Extracts from

Part Three - Wednesday. The Sexual God.

 

It is strange looking back from my life now to that distant time when I was leaving the clerical caste of the church. It is as if I am recalling a previous lifetime. I now can hardly imagine how that person was really me. At that time I remember fearing that in leaving the Catholic ministry I was throwing away a status that I could have used for good. But at that time, my more romantic side thought that this was worldly thinking, that if I was meant to live as a beggar, that would be where I could be most effective. I had learnt that it is the low, the child, the despised that the voice of Wisdom often chooses as her oracle.

I never saw Jackie as a temptation to desert my pledge to serve God - on the contrary, her love and presence was for me a divine gift and an enrichment. I had made a vow of celibacy which I saw as my pledge never to break my marriage with the God - and in response it seemed I had been sent Jackie by this same God so I could learn about life, love and children. I believed I could accept this gift without breaking my link to God. Instead I delighted and rejoiced in receiving such a gift and thanked my God for her.

Looking back on this time, I see that my own path, my own liberation, required the demolition of my patriarchal status and the dismemberment of my old self with all the fears that boosted it. I had no conceit that this was the path for all. It was simply my own path, my own calling.

As for losing my status in the patriarchy. Well I had been trying to lose it since it were given me. I had no wish to be part of any elite. In the eyes of the Church and my parents I had fallen from it by giving in to sex and breaking my vow of celibacy. But for me my fall was off stony pinnacles of pride and stolen power down onto a fertile plain.

I found that I had "fallen" to a place that seemed inordinately rich and complex, a virtual rain forest of possibilities. Hand in hand with my human lover, with Jackie , my divinely given companion, I had to find my way. Instincts were the main guide.. Blind trust led me. There were many things to learn. I thought of sex as a celebration of life, as a divine gift in its own right - but my knowledge then was entirely of intellect without a shred of experience to back it and very little instinct.

And Jackie turned out to be a revelation to me. The one who brought me other dreams. Those of children, of real poverty, complete trust in providence, of being part of a sacred nature that needed no supernature to be holy.

One of the first lessons she had to teach me was about sexuality. She found my lack of sexuality perplexing. She thought, she later owned, that the Catholic Church had done a very good job in making me sexually inhibited. She set out to educate me so we could better share in the delights of creation!

This really threw me at first! I can remember thinking "What on earth shall I do?" ! My reaction was not from prudery. In theory I thought human love and sexuality divinely ordained and wonderful. But that was in theory. OK for prayer and contemplation. But in practice - how should I react? I loved Jackie . Yes. But I did not feel any passion. I was almost stupidly angelic in my lack of co-ordination between soul and body!

What was going on in me? I had no comparative way of judging. All I could think was that if I loved her, then I should be free in self giving, that this was the divine way of acting. My ambition should be, was, to make her happy. I wanted to give myself to her. But at first I felt the engine of my car simply had no fuel in it.

**Challenges**.
(a) Repeat word for word the part of the memoir passage starting with "As for losing" and going on through "a fertile plain.".
(b) Condense the paragraph of the memoir passage that begins "One of the first lessons she had to teach me" into a short bulleted list that keeps its main facts.
(c) According to the memoir passage, what vow had the writer made?
The records that come next are drawn from a separate source.

(Annotation dataset records)
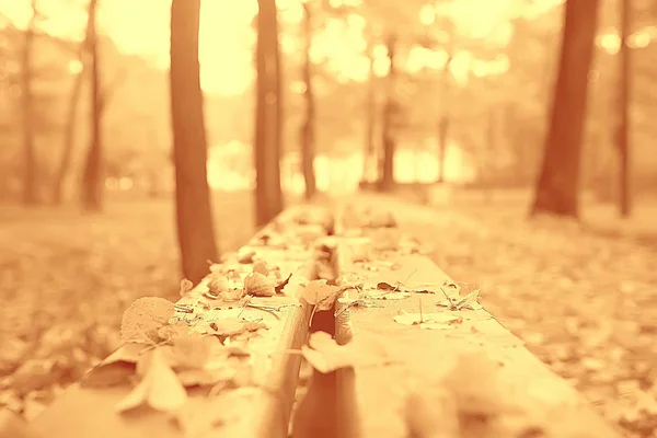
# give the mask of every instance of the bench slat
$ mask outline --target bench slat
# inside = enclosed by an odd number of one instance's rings
[[[297,217],[304,215],[303,223],[309,222],[310,207],[298,207],[286,210],[268,227],[253,239],[252,243],[262,240],[264,234],[276,234],[285,238],[289,245],[272,245],[255,247],[258,260],[272,265],[279,265],[281,277],[288,274],[314,279],[314,249],[310,243],[316,226],[299,224]],[[316,207],[315,207],[316,208]],[[326,215],[324,214],[325,218]],[[312,221],[312,220],[310,220]],[[323,232],[325,234],[325,232]],[[242,273],[251,272],[251,265]],[[207,291],[206,278],[178,303],[189,304],[201,299]],[[273,298],[276,300],[276,298]],[[289,299],[283,303],[288,303]],[[186,406],[191,412],[197,412],[203,418],[204,413],[232,413],[220,427],[215,427],[204,437],[286,437],[289,417],[295,400],[295,390],[299,374],[300,356],[289,354],[306,343],[311,309],[309,306],[285,307],[270,312],[250,307],[238,307],[230,310],[217,311],[217,318],[245,319],[262,318],[268,330],[260,331],[258,335],[247,341],[246,348],[252,356],[250,361],[256,382],[246,388],[222,390],[217,396],[208,397],[188,393]],[[137,408],[127,414],[116,414],[114,406],[129,391],[127,387],[110,389],[87,389],[80,384],[69,388],[54,404],[34,422],[45,438],[124,438],[159,437],[178,438],[183,435],[172,420],[171,415],[158,413],[150,408]],[[229,415],[229,414],[227,414]],[[201,419],[199,419],[201,422]]]
[[[342,285],[365,281],[367,286],[396,277],[406,284],[433,285],[427,289],[438,291],[440,285],[451,281],[418,254],[378,253],[376,258],[385,255],[399,269],[354,262],[362,258],[364,238],[345,235],[359,233],[338,227]],[[377,234],[365,234],[366,241],[376,243]],[[378,270],[371,270],[374,265]],[[345,298],[361,297],[362,292],[351,289]],[[379,366],[365,361],[357,362],[354,370],[337,371],[338,392],[345,394],[338,400],[341,437],[621,436],[487,311],[449,311],[436,304],[443,299],[441,292],[412,293],[400,300],[370,300],[377,308],[348,310],[348,326],[342,327],[348,336],[341,338],[338,325],[338,344],[351,338],[383,354]],[[425,321],[434,314],[458,314],[463,321],[454,326],[436,324],[441,328],[394,321],[400,313],[417,314],[420,309]],[[458,435],[459,428],[466,435]],[[544,435],[531,435],[539,429]]]

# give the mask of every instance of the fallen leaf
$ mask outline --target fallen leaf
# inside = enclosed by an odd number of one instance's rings
[[[450,313],[407,313],[402,312],[393,320],[404,325],[419,325],[422,328],[450,328],[463,322],[463,316]]]
[[[115,407],[117,412],[124,413],[146,403],[157,411],[173,412],[186,401],[185,388],[162,353],[153,349],[141,381]]]
[[[273,297],[276,295],[274,281],[260,273],[251,273],[244,278],[244,291],[254,297]]]
[[[135,376],[140,355],[149,347],[127,343],[93,367],[80,381],[81,388],[104,388],[126,383]]]
[[[343,289],[327,285],[326,280],[312,280],[299,288],[298,298],[314,306],[316,310],[328,310],[342,292]]]
[[[335,339],[325,332],[311,334],[308,345],[301,347],[301,354],[314,369],[324,374],[353,367],[357,358],[351,344],[337,345]]]
[[[188,280],[187,278],[183,278],[181,280],[181,291],[180,291],[181,297],[184,297],[187,293],[189,293],[189,291],[192,289],[194,289],[194,284],[191,280]]]
[[[120,322],[120,339],[153,341],[152,334],[168,324],[173,318],[173,302],[160,297],[142,297],[135,300],[123,314]]]
[[[238,318],[215,320],[209,324],[211,328],[207,334],[215,336],[237,336],[246,332],[257,332],[267,328],[262,322],[246,321]]]
[[[238,262],[242,264],[253,263],[255,256],[255,250],[249,246],[242,246],[238,251]]]
[[[230,289],[228,278],[222,273],[212,273],[208,279],[208,292],[218,296]]]
[[[267,269],[267,265],[265,265],[265,262],[263,261],[258,261],[253,264],[253,272],[262,274],[265,277],[269,275],[269,269]]]

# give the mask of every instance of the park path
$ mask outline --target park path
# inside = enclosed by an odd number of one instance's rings
[[[657,437],[657,251],[569,220],[428,207],[362,194],[392,210],[456,280],[632,437]]]

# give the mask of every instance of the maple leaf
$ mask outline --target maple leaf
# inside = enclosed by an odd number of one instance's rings
[[[115,406],[124,413],[142,404],[174,412],[187,401],[187,392],[159,349],[151,350],[141,381]]]
[[[152,334],[173,318],[173,302],[160,297],[142,297],[135,300],[123,314],[120,338],[123,343],[131,341],[152,342]]]

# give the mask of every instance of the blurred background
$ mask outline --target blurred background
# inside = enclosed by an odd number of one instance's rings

**The results**.
(a)
As for losing my status in the patriarchy. Well I had been trying to lose it since it were given me. I had no wish to be part of any elite. In the eyes of the Church and my parents I had fallen from it by giving in to sex and breaking my vow of celibacy. But for me my fall was off stony pinnacles of pride and stolen power down onto a fertile plain.

(b)
- One of Jackie's first lessons for me was about sexuality.
- She found my lack of sexuality perplexing.
- She later admitted she thought the Catholic Church had made me sexually inhibited.
- She set out to educate me so we could better share in the delights of creation.

(c) A vow of celibacy.